- What is asked
Pick out every line of the records below that contains the word "white". Case counts.

Records from a dataset

- - - - -

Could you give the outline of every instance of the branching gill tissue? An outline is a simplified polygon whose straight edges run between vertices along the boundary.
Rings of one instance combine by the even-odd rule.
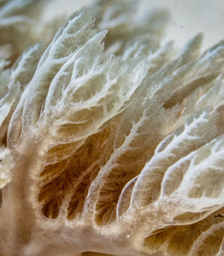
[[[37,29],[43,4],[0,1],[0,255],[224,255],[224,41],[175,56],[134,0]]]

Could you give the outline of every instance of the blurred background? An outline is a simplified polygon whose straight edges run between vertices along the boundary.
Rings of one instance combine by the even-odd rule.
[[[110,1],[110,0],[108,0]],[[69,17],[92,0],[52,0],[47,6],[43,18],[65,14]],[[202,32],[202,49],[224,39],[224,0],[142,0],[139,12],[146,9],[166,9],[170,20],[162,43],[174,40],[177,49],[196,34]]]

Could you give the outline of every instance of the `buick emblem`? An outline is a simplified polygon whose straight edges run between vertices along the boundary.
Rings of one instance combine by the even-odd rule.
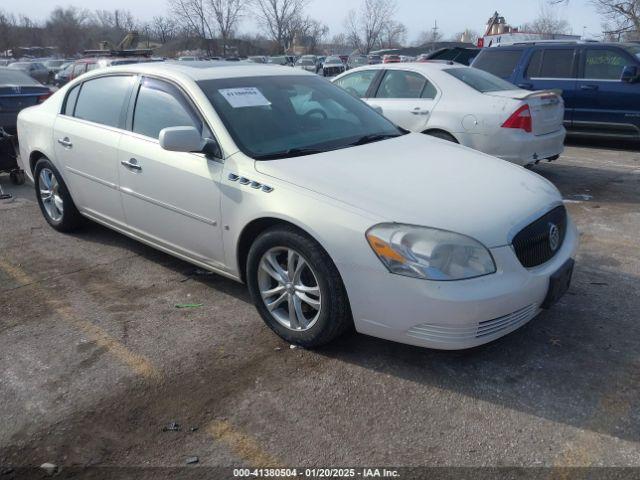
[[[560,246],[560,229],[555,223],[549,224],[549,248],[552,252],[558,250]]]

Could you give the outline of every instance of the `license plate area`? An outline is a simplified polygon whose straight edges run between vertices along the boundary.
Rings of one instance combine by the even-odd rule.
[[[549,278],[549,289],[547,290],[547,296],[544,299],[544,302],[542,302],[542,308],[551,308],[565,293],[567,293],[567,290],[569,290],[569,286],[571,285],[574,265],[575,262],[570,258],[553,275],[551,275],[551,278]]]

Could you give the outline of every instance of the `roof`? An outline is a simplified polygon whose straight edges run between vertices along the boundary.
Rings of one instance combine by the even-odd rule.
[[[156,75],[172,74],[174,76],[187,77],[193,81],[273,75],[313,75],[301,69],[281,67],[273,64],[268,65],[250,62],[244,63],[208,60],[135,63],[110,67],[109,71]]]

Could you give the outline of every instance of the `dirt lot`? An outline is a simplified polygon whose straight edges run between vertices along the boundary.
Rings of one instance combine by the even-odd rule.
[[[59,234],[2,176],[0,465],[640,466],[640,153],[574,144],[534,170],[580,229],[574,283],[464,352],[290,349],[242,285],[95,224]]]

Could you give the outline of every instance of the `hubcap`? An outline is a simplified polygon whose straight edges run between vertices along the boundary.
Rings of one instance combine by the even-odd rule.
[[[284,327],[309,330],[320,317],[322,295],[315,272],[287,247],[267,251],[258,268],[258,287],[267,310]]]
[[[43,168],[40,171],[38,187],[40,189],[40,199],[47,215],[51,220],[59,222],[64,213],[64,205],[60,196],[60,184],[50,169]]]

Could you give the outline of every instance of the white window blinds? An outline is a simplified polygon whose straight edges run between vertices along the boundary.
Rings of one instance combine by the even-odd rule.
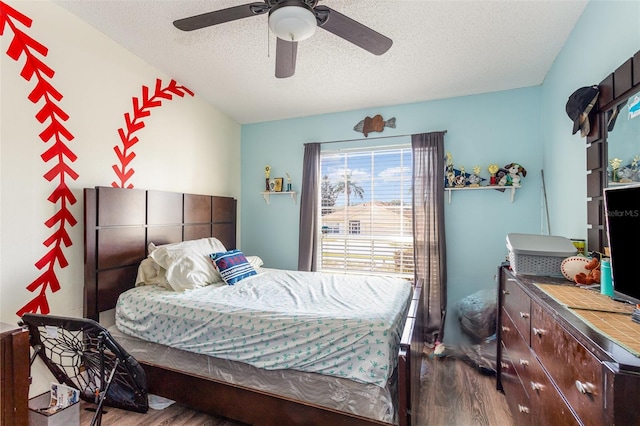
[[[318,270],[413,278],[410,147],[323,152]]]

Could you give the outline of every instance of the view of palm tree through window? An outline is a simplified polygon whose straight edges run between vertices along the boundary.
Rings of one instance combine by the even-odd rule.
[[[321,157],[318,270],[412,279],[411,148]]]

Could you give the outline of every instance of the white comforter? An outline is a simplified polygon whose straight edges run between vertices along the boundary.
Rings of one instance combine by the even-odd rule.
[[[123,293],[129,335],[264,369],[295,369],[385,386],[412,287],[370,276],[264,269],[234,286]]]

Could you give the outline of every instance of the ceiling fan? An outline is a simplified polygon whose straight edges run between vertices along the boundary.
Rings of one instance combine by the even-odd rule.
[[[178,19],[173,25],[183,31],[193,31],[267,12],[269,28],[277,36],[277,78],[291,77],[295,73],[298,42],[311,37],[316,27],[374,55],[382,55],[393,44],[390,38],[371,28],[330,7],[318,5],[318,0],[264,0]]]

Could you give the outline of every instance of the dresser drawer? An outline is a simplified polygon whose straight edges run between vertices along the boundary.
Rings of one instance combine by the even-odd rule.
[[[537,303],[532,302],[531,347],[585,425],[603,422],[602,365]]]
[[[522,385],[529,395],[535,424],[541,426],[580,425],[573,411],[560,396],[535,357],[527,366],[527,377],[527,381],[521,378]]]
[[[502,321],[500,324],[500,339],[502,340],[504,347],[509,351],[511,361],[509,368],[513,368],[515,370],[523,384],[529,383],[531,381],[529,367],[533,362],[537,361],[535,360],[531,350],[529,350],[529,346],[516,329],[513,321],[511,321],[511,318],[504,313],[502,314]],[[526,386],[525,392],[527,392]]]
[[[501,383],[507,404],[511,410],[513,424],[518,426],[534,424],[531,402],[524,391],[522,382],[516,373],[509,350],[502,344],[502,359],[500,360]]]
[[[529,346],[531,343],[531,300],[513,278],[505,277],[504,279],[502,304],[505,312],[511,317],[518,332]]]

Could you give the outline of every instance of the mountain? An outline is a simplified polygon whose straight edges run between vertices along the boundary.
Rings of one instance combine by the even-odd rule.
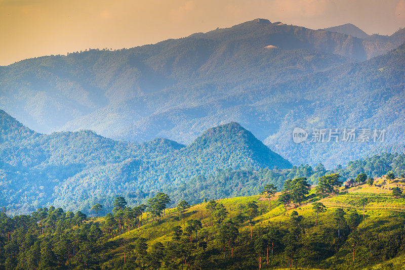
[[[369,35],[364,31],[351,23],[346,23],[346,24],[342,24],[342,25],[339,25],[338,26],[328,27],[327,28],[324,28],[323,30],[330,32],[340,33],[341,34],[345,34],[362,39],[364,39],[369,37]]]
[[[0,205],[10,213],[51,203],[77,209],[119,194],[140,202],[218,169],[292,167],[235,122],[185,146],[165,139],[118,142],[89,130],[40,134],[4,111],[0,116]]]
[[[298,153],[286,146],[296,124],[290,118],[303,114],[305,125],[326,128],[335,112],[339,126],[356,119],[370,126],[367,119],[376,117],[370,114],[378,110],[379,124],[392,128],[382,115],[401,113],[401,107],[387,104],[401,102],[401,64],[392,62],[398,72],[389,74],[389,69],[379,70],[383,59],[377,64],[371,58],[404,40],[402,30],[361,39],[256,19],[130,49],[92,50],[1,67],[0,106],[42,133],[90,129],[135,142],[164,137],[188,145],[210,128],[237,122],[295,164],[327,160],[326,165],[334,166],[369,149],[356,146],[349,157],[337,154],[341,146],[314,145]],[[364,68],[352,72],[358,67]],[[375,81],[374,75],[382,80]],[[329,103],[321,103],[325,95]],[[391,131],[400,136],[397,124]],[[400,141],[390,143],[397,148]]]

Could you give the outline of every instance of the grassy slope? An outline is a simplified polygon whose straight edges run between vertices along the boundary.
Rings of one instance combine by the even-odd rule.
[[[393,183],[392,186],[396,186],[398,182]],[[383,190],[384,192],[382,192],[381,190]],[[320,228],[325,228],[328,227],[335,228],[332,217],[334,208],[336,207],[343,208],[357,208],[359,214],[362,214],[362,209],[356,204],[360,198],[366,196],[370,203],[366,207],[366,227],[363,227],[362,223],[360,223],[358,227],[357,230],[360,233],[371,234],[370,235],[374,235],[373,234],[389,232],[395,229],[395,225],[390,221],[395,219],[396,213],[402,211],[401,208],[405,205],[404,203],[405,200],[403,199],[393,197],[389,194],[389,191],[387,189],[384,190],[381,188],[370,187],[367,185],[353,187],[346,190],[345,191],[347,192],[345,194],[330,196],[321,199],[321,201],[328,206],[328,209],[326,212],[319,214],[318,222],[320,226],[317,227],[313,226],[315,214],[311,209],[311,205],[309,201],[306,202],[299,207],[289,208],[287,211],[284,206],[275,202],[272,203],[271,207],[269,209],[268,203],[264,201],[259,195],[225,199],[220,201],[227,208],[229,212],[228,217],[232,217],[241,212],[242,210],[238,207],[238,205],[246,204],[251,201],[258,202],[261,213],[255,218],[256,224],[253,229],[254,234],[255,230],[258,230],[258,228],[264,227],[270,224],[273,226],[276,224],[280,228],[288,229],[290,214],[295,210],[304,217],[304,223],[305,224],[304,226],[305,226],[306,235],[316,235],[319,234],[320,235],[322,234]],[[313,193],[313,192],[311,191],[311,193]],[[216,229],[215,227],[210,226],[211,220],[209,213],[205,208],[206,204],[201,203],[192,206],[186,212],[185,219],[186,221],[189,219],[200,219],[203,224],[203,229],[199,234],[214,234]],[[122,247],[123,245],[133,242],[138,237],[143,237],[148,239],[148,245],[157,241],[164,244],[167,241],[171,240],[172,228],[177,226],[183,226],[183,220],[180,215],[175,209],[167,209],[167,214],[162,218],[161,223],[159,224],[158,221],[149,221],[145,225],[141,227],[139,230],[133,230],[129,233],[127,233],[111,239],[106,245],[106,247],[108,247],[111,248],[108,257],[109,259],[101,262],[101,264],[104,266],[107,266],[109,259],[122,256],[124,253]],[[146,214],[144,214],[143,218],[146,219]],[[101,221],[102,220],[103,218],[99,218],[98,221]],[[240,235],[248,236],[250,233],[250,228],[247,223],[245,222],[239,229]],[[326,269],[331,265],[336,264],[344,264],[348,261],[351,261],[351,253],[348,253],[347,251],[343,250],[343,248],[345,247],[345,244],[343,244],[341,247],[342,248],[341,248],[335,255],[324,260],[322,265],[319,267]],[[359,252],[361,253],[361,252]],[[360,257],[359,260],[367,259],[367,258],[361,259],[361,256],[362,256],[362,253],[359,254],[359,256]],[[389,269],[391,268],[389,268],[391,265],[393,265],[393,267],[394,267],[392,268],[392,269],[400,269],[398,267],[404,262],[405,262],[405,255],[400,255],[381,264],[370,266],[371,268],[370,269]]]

- - - - -

- Response
Could you give the outline of every instance of the white window blinds? An outline is a simplified polygon whose straight edges run between vertices along the boundary.
Could you give the outline of every instance of the white comforter? An outline is a simplified polygon whose straight edges run between vertices along the boundary.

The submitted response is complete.